_Exercise goal_. Scale the records starting at the line that contains "Class, locate every instance of the clock face" and ending at the last line of the records, reproducing the request line unchanged and multiplying each point coordinate by 1.45, rounded to a whole number with halves going up.

_Input rows_.
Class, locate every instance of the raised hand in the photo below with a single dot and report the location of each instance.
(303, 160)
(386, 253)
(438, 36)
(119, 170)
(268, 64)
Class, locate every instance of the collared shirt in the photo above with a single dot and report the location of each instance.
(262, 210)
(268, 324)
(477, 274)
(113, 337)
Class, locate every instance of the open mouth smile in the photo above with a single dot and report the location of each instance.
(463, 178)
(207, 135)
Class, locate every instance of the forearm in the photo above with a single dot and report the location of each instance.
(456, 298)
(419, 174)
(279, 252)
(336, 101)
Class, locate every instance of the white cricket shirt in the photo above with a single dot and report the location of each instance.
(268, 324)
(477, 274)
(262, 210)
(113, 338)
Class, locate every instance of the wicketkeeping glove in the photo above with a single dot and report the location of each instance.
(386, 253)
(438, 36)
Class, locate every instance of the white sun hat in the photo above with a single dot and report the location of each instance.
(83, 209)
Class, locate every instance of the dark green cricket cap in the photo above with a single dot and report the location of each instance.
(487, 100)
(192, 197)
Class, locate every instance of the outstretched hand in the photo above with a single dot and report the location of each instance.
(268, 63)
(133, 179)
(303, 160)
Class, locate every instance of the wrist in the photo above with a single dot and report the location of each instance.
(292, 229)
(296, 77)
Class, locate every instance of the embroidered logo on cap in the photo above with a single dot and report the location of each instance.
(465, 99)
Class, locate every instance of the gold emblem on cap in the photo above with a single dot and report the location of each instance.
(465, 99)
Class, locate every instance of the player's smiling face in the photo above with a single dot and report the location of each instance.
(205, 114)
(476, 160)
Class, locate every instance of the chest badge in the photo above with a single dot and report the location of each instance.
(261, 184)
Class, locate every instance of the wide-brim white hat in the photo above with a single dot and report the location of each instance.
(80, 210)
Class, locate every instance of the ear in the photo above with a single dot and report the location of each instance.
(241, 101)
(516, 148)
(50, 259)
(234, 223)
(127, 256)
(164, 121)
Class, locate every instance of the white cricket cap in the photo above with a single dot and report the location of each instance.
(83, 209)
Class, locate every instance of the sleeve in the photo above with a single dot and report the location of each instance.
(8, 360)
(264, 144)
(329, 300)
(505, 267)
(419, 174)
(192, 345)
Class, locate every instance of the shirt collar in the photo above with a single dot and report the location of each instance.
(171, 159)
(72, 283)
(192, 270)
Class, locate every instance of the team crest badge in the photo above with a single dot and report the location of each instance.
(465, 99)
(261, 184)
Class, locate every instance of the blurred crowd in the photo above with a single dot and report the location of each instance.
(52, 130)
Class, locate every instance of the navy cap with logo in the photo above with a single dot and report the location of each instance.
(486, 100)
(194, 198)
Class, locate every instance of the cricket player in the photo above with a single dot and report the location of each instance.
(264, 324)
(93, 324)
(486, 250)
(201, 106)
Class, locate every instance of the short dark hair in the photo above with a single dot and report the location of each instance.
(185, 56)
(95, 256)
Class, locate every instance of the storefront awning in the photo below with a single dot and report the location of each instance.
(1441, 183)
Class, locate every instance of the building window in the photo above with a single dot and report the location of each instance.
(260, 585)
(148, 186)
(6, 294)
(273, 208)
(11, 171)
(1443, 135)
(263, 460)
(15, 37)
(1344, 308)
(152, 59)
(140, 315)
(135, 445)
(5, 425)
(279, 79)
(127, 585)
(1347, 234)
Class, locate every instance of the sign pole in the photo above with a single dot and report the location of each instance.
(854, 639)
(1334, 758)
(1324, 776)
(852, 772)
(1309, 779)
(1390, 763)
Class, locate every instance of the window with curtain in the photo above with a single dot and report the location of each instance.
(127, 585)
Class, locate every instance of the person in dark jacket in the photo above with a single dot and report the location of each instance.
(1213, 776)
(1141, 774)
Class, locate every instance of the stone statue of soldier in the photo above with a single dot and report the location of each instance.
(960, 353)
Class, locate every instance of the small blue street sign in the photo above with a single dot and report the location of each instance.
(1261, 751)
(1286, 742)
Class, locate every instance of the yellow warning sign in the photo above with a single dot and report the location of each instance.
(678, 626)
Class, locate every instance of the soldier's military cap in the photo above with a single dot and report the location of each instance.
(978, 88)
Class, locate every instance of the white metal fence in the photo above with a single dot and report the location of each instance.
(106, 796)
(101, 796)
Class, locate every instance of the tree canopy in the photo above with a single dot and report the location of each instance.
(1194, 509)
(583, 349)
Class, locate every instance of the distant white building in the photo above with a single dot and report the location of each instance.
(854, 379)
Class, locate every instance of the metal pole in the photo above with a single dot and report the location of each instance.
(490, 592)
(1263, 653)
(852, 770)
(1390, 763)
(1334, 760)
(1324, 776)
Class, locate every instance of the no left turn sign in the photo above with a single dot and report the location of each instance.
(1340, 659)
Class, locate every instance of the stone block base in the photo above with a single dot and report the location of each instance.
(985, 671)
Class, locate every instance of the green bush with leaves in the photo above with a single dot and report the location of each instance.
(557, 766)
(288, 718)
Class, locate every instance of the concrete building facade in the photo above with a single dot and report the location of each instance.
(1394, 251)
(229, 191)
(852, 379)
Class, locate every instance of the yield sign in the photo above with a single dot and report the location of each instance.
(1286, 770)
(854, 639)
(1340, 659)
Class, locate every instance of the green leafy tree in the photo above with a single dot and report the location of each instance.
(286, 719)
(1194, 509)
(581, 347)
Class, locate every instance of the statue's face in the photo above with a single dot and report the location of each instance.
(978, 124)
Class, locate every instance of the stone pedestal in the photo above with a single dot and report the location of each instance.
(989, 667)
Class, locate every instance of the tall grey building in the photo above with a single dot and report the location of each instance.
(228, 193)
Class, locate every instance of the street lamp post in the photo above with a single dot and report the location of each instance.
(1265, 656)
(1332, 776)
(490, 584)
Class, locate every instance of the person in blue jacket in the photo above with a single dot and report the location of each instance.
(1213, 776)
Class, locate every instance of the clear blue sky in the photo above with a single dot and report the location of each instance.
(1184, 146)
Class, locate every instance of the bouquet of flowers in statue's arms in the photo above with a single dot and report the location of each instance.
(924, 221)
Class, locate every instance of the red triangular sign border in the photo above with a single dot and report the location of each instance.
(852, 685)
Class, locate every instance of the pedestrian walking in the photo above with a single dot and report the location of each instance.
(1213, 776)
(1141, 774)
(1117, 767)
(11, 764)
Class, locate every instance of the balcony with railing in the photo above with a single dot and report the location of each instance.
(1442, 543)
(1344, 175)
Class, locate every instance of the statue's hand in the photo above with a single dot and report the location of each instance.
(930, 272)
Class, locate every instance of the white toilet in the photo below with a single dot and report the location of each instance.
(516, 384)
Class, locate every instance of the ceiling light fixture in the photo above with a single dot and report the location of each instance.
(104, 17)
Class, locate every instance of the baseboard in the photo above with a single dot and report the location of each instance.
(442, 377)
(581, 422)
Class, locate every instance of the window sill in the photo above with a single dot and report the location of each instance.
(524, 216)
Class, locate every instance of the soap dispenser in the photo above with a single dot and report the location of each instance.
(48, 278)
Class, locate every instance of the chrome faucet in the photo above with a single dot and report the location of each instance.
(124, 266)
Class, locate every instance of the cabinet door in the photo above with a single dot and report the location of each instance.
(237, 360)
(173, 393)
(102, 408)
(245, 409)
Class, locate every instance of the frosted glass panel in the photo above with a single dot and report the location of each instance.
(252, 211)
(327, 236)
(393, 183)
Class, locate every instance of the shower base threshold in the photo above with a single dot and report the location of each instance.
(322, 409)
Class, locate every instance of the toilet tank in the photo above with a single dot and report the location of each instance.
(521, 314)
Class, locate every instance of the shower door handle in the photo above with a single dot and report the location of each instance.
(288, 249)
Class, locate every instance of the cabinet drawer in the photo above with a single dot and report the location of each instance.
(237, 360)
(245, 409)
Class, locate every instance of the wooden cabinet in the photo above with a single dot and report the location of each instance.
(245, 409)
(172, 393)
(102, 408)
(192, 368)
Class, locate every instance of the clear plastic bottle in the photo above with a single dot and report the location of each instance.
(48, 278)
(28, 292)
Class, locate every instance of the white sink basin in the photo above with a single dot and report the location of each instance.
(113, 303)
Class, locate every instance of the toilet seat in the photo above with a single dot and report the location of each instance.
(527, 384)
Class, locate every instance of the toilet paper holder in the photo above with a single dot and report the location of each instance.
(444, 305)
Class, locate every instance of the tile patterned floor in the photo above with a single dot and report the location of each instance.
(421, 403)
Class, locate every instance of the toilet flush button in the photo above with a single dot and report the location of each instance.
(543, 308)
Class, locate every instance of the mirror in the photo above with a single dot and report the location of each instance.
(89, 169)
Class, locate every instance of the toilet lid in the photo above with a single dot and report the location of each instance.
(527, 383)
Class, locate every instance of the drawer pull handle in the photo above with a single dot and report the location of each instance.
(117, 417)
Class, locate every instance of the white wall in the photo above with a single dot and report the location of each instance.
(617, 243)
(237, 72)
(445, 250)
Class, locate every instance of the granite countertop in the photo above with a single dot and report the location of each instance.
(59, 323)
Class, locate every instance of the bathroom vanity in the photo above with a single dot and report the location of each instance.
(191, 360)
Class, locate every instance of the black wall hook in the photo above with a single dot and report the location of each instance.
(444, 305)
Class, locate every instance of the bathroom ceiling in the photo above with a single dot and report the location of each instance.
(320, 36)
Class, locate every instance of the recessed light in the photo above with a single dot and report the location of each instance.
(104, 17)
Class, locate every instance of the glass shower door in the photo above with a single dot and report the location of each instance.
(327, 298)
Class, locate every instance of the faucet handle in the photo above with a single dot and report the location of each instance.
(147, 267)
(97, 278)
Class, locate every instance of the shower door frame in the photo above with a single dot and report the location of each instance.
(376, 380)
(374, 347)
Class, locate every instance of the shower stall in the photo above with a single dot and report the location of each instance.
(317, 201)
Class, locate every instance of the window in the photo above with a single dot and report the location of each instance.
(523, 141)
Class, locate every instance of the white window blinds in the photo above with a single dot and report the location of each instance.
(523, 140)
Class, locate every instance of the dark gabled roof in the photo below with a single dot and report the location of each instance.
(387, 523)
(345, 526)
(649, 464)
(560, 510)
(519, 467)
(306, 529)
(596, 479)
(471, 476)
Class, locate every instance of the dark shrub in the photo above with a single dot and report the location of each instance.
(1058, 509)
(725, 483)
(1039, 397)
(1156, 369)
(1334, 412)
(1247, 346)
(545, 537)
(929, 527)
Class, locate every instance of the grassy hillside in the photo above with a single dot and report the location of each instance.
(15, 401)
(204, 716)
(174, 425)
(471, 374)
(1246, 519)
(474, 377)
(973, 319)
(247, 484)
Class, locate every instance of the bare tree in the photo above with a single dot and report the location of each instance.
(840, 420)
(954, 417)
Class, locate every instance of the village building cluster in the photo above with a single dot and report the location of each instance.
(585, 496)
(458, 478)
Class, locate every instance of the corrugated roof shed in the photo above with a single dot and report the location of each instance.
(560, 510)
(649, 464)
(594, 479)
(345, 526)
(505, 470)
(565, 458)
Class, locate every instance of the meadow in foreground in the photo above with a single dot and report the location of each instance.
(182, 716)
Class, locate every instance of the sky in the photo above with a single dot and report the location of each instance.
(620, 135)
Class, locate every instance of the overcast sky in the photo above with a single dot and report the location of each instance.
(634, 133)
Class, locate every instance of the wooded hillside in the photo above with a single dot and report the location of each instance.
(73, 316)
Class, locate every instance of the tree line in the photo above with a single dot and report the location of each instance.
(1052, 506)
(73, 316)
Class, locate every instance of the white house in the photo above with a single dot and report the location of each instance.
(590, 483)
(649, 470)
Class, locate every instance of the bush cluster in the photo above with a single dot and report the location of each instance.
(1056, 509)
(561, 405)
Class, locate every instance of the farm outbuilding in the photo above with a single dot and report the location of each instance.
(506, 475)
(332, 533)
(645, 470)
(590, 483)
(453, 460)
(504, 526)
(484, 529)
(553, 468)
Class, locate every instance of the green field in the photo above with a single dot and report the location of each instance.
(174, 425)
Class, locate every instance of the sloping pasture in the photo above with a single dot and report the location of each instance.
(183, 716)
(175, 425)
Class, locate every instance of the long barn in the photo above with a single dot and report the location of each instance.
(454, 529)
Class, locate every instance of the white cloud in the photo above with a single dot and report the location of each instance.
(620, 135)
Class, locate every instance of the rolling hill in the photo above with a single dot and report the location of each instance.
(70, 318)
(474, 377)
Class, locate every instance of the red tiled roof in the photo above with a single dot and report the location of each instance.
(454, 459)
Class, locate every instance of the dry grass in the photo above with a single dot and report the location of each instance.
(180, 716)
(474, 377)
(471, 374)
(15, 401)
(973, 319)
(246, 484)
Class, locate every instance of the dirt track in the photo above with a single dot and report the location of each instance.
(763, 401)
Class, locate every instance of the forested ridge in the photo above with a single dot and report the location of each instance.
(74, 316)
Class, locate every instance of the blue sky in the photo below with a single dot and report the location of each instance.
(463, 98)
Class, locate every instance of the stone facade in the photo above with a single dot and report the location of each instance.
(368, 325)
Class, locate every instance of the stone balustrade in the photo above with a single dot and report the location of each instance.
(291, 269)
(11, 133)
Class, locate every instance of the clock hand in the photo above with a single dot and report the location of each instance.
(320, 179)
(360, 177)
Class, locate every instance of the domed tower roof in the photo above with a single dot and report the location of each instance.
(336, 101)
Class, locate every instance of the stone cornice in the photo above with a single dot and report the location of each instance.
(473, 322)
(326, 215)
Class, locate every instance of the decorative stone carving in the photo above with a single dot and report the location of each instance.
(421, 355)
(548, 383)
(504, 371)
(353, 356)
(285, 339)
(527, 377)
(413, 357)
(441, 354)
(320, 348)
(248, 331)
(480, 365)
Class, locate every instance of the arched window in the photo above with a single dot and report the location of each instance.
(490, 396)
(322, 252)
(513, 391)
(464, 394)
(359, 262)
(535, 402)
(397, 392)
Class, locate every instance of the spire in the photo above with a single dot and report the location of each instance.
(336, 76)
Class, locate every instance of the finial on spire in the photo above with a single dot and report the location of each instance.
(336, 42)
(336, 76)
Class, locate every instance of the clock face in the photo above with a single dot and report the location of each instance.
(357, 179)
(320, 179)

_The output_.
Class, locate every instance of the clock face in the photo above with a single dot and report the location of each instance.
(518, 260)
(464, 260)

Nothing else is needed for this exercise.